PROBLEM DESCRIPTION :: Revise the listing below by changing every "tag one point" to "mark one point", keeping everything else the same.

....

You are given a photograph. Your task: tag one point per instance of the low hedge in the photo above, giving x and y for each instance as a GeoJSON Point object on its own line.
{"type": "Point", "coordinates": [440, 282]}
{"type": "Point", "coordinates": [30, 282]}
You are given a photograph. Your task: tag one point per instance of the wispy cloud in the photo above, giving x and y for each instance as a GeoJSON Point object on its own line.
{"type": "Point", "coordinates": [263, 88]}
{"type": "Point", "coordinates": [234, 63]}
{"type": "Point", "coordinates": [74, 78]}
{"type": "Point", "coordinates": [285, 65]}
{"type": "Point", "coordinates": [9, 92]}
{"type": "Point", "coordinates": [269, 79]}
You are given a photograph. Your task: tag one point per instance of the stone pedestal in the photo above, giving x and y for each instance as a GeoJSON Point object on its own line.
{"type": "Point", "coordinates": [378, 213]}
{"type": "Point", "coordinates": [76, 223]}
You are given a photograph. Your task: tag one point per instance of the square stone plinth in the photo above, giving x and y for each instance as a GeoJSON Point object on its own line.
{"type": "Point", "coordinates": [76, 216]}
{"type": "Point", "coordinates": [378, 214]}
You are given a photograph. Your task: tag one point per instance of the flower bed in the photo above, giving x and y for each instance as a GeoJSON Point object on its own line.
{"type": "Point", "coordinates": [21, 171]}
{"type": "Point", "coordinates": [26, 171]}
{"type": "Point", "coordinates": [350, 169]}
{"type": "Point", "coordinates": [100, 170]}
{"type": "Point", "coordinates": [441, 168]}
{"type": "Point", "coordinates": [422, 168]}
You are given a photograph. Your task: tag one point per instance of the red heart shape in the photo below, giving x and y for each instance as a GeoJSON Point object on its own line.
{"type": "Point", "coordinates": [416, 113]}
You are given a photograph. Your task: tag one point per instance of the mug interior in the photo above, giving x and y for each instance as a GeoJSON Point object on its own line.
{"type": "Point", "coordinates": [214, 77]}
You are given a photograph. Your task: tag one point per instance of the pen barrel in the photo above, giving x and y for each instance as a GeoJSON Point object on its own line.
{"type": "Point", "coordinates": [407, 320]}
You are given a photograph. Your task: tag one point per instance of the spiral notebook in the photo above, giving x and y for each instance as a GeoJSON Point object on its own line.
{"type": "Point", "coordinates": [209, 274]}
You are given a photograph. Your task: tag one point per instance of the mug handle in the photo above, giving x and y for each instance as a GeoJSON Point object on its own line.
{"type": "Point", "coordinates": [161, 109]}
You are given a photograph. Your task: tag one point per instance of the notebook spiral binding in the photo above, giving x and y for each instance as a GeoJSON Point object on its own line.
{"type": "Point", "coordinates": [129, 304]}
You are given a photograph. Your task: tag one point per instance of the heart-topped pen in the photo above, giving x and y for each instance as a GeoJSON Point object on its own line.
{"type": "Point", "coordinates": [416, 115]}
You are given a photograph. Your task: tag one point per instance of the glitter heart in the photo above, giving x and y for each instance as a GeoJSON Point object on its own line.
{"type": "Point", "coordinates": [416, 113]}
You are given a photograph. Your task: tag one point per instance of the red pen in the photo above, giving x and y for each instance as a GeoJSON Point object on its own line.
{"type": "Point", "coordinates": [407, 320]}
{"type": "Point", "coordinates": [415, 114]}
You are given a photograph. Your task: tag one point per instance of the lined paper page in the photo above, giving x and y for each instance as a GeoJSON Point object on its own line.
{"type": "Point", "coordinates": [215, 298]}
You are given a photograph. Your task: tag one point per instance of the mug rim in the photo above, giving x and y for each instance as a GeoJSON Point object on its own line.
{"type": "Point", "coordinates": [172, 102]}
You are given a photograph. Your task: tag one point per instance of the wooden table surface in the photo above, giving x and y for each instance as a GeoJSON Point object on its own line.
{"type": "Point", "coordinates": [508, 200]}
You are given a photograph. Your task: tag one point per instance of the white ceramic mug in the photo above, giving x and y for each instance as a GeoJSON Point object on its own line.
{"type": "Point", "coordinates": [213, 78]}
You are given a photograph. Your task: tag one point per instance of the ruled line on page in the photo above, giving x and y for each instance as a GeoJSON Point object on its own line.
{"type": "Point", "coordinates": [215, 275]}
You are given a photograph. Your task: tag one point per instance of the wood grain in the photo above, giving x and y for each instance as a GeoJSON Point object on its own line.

....

TASK RESPONSE ::
You are given a photograph. Your task: mark one point per instance of the low hedge in the photo above, giving x and y for each instance as a GeoJSON Point object on its own line.
{"type": "Point", "coordinates": [440, 282]}
{"type": "Point", "coordinates": [30, 282]}
You are given a photograph. Your task: mark one point per instance of the wispy cloud in the photo above, giving x and y for each instance as a GeoJSON Point object on its own line.
{"type": "Point", "coordinates": [263, 88]}
{"type": "Point", "coordinates": [234, 63]}
{"type": "Point", "coordinates": [74, 78]}
{"type": "Point", "coordinates": [285, 65]}
{"type": "Point", "coordinates": [9, 92]}
{"type": "Point", "coordinates": [269, 79]}
You are given a photograph. Your task: mark one point per instance of the stone pedestal in the photo above, giving x and y for each instance as a GeoJSON Point object on its own line.
{"type": "Point", "coordinates": [378, 213]}
{"type": "Point", "coordinates": [76, 223]}
You are given a photograph. Your task: mark one point per instance of the square stone plinth in the photo above, giving x and y for each instance as a GeoJSON Point object on its own line.
{"type": "Point", "coordinates": [76, 216]}
{"type": "Point", "coordinates": [378, 214]}
You are given a photograph. Your task: mark one point per instance of the flower bed in the photo above, giving x and y for each instance as a GeoJSON Point object on its own line.
{"type": "Point", "coordinates": [21, 171]}
{"type": "Point", "coordinates": [26, 171]}
{"type": "Point", "coordinates": [350, 169]}
{"type": "Point", "coordinates": [100, 170]}
{"type": "Point", "coordinates": [441, 168]}
{"type": "Point", "coordinates": [422, 168]}
You are given a photograph. Your task: mark one point per instance of the red heart shape in the photo below, giving x and y for each instance as a GeoJSON Point object on its own line.
{"type": "Point", "coordinates": [416, 113]}
You are given a photograph. Your task: mark one point per instance of the mug interior in the photo above, giving x and y for each instance as a GeoJSON Point object on its own line.
{"type": "Point", "coordinates": [214, 77]}
You are given a photograph. Your task: mark one point per instance of the pen barrel in the photo above, giving x and y for each instance as a GeoJSON Point object on its own line.
{"type": "Point", "coordinates": [407, 320]}
You are given a photograph. Your task: mark one point per instance of the spiral notebook in the photo above, giving x and y for each instance as a GeoJSON Point object on its own line.
{"type": "Point", "coordinates": [209, 274]}
You are given a photograph. Your task: mark one point per instance of the mug handle in the photo above, giving x and y for each instance as a GeoJSON Point object on its own line.
{"type": "Point", "coordinates": [161, 109]}
You are given a photograph. Your task: mark one point per instance of the notebook spiral binding in the photo above, giving x and y for each instance as a GeoJSON Point object on its own line.
{"type": "Point", "coordinates": [129, 304]}
You are given a photograph. Your task: mark one point per instance of the heart-topped pen in the photo above, giving x and y for each instance as a GeoJSON Point object on its own line.
{"type": "Point", "coordinates": [416, 115]}
You are given a photograph. Your task: mark one point per instance of the glitter heart in the photo above, giving x and y for each instance as a GeoJSON Point object on its own line.
{"type": "Point", "coordinates": [416, 113]}
You are given a photograph. Your task: mark one point per instance of the red pen in the photo above, giving x and y for each instance as a GeoJSON Point object on its own line.
{"type": "Point", "coordinates": [407, 320]}
{"type": "Point", "coordinates": [415, 114]}
You are given a photograph. Your task: mark one point per instance of the lined paper page in the photo above, giving x and y for each instance as a GeoJSON Point object on its own line.
{"type": "Point", "coordinates": [215, 298]}
You are given a photograph. Your task: mark one point per instance of the mug rim in the photo above, giving x and y for each instance as a GeoJSON Point object on its own line.
{"type": "Point", "coordinates": [172, 102]}
You are given a photograph. Your task: mark one point per instance of the wooden table surface in the photo above, giving x and y for each instance as a GeoJSON Point object on its own line.
{"type": "Point", "coordinates": [508, 200]}
You are given a photograph. Your task: mark one point per instance of the white ceramic mug in the photo above, giving x and y for each instance as a GeoJSON Point object on its own line.
{"type": "Point", "coordinates": [213, 78]}
You are given a photograph. Your task: mark one point per instance of the ruled line on page in the photo above, giving x and y for each instance as a GeoJSON Point object on its own line.
{"type": "Point", "coordinates": [215, 275]}
You are given a photograph. Your task: mark one point per instance of the wood grain in the photo above, giving x and y for each instance as a GeoJSON Point object on its own line.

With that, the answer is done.